## PROBLEMS AND TASKS
**1)** Please set down the part of the mcp-webscraper page below word for word, beginning at the words "mcp-webscraper is a" and stopping after "tables + meta)".
**2)** Write the next part of the mcp-webscraper documentation below, picking up after its last line.

## READING PASSAGE
....................
🕸️ mcp-webscraper — Web Scraping

mcp-webscraper is a FastMCP server providing comprehensive web scraping, data extraction, and search capabilities. It fetches pages, converts HTML to clean Markdown, extracts tables, links, CSS sections, metadata, sitemaps, and can perform web searches via Brave Search.

Tools

Tool	Description
`webscraper_fetch(url, max_chars=5000)`	Title + full page as Markdown + metadata
`webscraper_fetch_links(url, deduplicate=True)`	All `href` links found on the page
`webscraper_fetch_tables(url)`	All HTML tables converted to Markdown
`webscraper_fetch_all(url, max_chars=5000)`	Everything in one call (fetch + links + tables + meta)
`webscraper_fetch_section(url, selector)`	Specific CSS selector section only
`webscraper_fetch_meta(url)`	Title, description, Open Graph tags
`webscraper_fetch_sitemap(url, max_urls=100)`	Parse sitemap.xml, return URL list
`webscraper_search_hint(query, max_results=5)`	Brave Search — top URLs + snippets for a query

Stack

HTTP client: httpx (async, with SSL support, Chrome/Linux User-Agent)
....................
## GIVEN MATERIAL

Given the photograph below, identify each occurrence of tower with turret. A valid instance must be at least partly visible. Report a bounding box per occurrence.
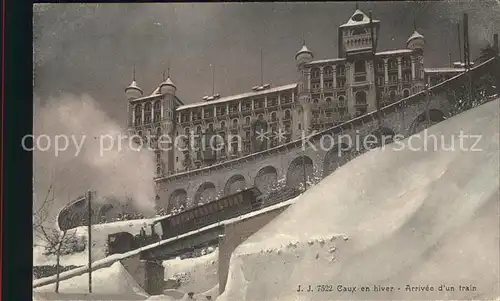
....................
## ANSWERS BY TASK
**1)**
mcp-webscraper is a FastMCP server providing comprehensive web scraping, data extraction, and search capabilities. It fetches pages, converts HTML to clean Markdown, extracts tables, links, CSS sections, metadata, sitemaps, and can perform web searches via Brave Search.

Tools

Tool	Description
`webscraper_fetch(url, max_chars=5000)`	Title + full page as Markdown + metadata
`webscraper_fetch_links(url, deduplicate=True)`	All `href` links found on the page
`webscraper_fetch_tables(url)`	All HTML tables converted to Markdown
`webscraper_fetch_all(url, max_chars=5000)`	Everything in one call (fetch + links + tables + meta)

**2)**
HTML parser: BeautifulSoup4 + lxml
Markdown converter: html2text
Search backend: Brave Search (search.brave.com) — works without CAPTCHA
SSL: Custom cert bundle for Fedora 43 compatibility

🔍 Search: The Two-Step Research Pattern

webscraper_search_hint is the entry point for all web research. The recommended workflow is:

Step 1: webscraper_search_hint("your query") → get candidate URLs + snippets
Step 2: webscraper_fetch(best_url)           → get full page content

This avoids scraping irrelevant pages and gives you an overview before committing to a deep read.

Why Brave Search?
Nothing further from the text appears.